● **DATASET ROWS**:
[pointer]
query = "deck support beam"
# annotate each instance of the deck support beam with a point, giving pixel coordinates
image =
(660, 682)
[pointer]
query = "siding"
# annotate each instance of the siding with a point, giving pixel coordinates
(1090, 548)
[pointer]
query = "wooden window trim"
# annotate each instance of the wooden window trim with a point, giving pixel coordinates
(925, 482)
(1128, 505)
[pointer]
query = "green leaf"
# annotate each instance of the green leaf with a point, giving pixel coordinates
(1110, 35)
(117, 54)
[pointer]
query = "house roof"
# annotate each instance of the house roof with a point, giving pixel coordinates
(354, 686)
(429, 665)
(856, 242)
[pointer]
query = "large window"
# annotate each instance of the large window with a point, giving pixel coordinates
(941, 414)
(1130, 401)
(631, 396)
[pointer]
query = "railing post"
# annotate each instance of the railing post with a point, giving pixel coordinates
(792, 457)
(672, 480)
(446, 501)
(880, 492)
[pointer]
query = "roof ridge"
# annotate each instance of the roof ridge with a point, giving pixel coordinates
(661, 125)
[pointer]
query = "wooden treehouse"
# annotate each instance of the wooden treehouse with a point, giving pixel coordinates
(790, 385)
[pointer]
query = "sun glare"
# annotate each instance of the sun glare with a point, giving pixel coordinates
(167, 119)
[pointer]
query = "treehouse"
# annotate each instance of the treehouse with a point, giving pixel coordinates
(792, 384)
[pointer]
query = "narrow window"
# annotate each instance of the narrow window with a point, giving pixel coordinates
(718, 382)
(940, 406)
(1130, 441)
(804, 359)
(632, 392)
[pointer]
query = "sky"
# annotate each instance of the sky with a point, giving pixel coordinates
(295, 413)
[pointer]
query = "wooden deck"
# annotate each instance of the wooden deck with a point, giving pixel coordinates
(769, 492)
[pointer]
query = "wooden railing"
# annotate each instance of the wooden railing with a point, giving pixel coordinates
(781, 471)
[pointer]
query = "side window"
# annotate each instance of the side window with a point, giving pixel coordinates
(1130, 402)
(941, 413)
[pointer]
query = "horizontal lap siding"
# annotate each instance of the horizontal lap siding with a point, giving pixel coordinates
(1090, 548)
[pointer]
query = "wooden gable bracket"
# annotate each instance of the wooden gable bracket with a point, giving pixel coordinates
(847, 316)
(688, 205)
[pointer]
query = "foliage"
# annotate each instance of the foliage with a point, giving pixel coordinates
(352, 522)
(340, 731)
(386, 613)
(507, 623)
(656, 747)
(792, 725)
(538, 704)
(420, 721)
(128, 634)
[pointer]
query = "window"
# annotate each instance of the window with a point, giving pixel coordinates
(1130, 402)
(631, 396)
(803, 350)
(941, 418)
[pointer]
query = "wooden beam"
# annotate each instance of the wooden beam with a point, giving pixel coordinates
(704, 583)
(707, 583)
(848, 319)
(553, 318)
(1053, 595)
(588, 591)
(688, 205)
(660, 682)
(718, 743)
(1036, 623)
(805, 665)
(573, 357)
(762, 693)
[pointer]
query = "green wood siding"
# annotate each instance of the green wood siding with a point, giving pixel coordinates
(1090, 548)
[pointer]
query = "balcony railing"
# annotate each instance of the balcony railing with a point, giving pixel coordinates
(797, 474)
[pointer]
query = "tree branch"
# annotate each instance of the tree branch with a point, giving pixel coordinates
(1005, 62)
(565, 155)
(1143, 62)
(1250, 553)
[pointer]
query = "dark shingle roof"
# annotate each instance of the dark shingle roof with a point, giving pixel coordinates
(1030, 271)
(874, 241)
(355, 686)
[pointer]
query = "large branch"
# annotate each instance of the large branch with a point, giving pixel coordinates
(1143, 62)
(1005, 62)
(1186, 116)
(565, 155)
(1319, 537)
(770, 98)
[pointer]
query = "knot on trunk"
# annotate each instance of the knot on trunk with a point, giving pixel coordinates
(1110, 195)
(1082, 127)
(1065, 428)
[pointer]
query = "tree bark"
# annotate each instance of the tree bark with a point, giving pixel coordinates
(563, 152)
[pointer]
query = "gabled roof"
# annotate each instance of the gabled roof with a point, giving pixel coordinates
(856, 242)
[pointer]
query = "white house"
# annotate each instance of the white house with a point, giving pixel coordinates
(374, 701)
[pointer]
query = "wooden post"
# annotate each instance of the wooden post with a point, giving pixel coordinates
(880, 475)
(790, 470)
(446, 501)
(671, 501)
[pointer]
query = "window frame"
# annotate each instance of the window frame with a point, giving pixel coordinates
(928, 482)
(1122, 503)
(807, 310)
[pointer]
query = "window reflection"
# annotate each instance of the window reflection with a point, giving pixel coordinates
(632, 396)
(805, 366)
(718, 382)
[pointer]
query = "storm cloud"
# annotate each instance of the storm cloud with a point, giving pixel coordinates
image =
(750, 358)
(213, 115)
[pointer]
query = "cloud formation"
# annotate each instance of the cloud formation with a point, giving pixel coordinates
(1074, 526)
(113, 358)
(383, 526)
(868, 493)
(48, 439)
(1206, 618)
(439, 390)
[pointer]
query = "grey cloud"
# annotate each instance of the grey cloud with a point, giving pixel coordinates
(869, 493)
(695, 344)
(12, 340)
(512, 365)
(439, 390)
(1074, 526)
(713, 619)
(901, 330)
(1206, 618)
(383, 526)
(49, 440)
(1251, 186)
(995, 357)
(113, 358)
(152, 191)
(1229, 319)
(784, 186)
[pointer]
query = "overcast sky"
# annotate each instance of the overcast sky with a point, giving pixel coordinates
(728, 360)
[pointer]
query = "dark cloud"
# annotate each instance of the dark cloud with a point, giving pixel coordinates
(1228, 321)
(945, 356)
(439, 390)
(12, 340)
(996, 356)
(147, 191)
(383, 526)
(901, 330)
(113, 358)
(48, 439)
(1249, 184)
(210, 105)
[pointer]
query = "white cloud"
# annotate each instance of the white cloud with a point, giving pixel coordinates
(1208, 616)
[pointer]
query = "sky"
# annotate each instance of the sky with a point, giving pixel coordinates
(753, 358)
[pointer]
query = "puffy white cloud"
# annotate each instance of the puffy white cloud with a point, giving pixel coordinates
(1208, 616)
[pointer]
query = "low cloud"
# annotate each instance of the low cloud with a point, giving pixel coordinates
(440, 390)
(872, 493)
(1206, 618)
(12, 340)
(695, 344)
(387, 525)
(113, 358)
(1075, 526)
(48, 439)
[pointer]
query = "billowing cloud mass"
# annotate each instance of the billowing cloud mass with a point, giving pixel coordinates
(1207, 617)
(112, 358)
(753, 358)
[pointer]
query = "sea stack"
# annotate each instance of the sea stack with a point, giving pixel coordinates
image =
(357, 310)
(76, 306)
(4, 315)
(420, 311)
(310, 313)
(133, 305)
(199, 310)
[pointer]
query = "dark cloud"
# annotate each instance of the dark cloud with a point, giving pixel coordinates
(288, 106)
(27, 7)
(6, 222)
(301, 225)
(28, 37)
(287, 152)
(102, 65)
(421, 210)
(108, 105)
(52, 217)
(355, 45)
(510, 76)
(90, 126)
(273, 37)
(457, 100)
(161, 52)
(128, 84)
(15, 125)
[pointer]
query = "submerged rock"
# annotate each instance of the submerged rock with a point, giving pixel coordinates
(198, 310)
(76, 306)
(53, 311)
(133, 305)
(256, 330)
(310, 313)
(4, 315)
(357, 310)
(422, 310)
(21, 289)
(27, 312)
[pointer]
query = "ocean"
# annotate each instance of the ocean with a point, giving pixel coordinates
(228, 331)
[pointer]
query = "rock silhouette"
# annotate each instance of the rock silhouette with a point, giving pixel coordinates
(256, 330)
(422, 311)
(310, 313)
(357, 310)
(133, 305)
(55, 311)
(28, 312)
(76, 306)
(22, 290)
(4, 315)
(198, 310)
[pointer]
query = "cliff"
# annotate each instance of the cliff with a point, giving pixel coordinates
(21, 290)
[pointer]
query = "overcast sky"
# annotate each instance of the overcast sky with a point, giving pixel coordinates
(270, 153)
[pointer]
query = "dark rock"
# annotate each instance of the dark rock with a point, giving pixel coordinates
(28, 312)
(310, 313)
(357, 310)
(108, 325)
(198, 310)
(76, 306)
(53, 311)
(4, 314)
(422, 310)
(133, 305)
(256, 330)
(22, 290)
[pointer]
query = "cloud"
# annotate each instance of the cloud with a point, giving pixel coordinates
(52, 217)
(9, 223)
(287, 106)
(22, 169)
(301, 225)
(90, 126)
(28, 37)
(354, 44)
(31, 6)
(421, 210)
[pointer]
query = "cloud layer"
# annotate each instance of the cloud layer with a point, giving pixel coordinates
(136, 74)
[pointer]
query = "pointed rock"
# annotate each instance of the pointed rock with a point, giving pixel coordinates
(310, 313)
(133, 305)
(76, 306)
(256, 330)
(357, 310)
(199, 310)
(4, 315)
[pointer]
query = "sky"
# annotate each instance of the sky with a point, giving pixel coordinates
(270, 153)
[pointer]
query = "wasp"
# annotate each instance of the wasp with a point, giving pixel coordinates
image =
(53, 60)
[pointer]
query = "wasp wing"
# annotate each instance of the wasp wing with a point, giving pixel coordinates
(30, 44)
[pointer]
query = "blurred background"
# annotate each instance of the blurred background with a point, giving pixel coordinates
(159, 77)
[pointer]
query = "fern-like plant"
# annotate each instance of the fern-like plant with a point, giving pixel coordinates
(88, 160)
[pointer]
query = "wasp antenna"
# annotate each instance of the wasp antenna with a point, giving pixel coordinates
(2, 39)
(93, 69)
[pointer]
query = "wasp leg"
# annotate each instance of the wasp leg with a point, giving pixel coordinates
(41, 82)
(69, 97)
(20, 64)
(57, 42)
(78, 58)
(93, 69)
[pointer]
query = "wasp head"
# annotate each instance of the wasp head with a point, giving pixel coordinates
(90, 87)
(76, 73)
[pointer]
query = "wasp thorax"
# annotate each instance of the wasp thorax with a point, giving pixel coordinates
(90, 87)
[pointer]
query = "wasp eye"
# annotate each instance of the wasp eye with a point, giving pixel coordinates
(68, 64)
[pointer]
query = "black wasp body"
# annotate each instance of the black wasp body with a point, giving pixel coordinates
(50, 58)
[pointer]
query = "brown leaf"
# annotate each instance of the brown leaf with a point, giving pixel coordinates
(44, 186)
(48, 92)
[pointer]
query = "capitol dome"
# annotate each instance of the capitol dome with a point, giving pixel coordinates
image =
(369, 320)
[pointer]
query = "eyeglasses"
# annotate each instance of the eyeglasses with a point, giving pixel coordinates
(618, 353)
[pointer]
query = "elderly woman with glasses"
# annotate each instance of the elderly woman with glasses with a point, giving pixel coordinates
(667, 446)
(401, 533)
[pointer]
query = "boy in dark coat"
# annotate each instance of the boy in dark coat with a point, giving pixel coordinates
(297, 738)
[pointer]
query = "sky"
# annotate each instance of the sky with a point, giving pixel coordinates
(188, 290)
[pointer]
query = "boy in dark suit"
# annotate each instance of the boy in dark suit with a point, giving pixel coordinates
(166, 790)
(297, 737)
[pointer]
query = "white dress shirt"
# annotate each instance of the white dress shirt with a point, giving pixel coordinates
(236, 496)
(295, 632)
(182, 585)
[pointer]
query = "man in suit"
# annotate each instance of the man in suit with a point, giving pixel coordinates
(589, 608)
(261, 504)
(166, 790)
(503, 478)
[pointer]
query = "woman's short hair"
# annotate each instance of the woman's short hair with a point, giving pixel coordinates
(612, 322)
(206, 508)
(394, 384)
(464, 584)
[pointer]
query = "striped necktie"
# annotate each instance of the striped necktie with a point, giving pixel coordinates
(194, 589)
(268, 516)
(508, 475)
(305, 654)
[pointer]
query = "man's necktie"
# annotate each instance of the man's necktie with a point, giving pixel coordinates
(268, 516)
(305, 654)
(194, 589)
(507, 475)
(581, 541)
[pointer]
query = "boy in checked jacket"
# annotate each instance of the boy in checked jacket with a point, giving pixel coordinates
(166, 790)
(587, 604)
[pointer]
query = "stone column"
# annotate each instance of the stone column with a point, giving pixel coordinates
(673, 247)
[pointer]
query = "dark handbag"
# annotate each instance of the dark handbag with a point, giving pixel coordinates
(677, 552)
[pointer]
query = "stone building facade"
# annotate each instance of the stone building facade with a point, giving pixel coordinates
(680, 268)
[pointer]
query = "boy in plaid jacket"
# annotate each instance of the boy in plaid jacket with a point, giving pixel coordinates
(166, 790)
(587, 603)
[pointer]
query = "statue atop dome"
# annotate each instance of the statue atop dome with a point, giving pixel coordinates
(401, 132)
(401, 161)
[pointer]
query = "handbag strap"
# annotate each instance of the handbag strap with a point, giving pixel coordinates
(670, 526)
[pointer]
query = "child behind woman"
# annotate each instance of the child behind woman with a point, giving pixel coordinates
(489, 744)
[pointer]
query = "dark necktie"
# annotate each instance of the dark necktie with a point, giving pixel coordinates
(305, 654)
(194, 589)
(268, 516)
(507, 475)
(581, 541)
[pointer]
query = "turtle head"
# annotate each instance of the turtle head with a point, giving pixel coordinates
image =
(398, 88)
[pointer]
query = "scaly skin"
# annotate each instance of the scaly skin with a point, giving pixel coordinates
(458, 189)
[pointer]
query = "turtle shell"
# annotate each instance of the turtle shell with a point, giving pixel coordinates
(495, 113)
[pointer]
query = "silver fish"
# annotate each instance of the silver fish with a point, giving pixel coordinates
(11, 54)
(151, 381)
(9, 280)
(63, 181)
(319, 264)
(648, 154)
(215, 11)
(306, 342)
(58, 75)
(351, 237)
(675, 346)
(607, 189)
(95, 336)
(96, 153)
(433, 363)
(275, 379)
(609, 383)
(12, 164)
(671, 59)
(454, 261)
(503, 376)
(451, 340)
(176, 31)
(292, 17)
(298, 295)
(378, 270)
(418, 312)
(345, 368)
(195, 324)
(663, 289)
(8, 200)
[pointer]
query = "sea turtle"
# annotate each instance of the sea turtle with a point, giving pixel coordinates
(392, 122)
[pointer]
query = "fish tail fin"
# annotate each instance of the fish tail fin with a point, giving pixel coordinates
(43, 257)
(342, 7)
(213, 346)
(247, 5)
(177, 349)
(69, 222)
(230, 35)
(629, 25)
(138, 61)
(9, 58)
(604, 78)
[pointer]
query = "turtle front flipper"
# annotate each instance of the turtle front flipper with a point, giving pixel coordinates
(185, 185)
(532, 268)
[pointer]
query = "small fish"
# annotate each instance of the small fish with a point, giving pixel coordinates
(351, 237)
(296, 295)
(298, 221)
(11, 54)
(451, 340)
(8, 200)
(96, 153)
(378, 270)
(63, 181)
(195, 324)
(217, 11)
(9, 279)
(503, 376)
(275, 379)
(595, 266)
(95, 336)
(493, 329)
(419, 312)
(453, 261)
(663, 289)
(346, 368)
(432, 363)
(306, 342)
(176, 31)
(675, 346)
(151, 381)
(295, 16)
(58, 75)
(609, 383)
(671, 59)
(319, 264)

● **TASK INSTRUCTIONS**: Tally the lines in the entries above that contain the string "black", with case counting, and reply with only that number.

● **REPLY**: 2